### Task details
Could you rewrite the interview about the Not Your Techno parties from "I started NYT" up to and including "claim our space.", swapping "parties" for "events"?

### Document segment

I started NYT with Yasmine Dammak in 2019 and we have hosted six parties so far. It’s a wordplay on I Love Techno, with an intersectional philosophy behind it to reclaim space for people that aren’t represented well enough in our scene: females, POC and the queer community. Techno doesn’t only belong to white people with a lot of money, but belongs to all of us. We try to make our point without sounding too hostile, in a soft and moderate manner, but we do claim our space. 

Can you describe a personal highlight during a Not Your Techno night, what defines your events well? 

In August and September of last year we hosted two events in two weeks time. First an intimate party for about 100 people in Decor Atelier in Molenbeek, then a huge open air rave in collaboration with Catclub in the center of Brussels. Both events were great and left us behind fully energized, especially the familiar context at the former was exactly what we intended to offer: a feeling of freedom and open mindedness. Such freedom for everyone is still utopian, looking back at what happened when the Instagram account Balance Ton Bar was created.  

How did you feel when Fuse, the club where you just started working as a resident DJ, appeared in a testimony on Balance Ton Bar? 

I was obviously shocked and immediately contacted the staff, realising that their reaction would be crucial for the continuation of my residency at the club. But I was relieved to notice that they reacted well and immediately addressed the case seriously. Unfortunately, despite the goodwill of the staff, there is still a long way to go when it comes to changing a certain mentality among a part of the clubbers.

How did you experience your first two months as a resident DJ in Fuse?

### Dataset extract
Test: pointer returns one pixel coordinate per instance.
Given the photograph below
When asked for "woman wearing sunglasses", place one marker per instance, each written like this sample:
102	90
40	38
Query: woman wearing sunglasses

### Answer to the task
I started NYT with Yasmine Dammak in 2019 and we have hosted six events so far. It’s a wordplay on I Love Techno, with an intersectional philosophy behind it to reclaim space for people that aren’t represented well enough in our scene: females, POC and the queer community. Techno doesn’t only belong to white people with a lot of money, but belongs to all of us. We try to make our point without sounding too hostile, in a soft and moderate manner, but we do claim our space.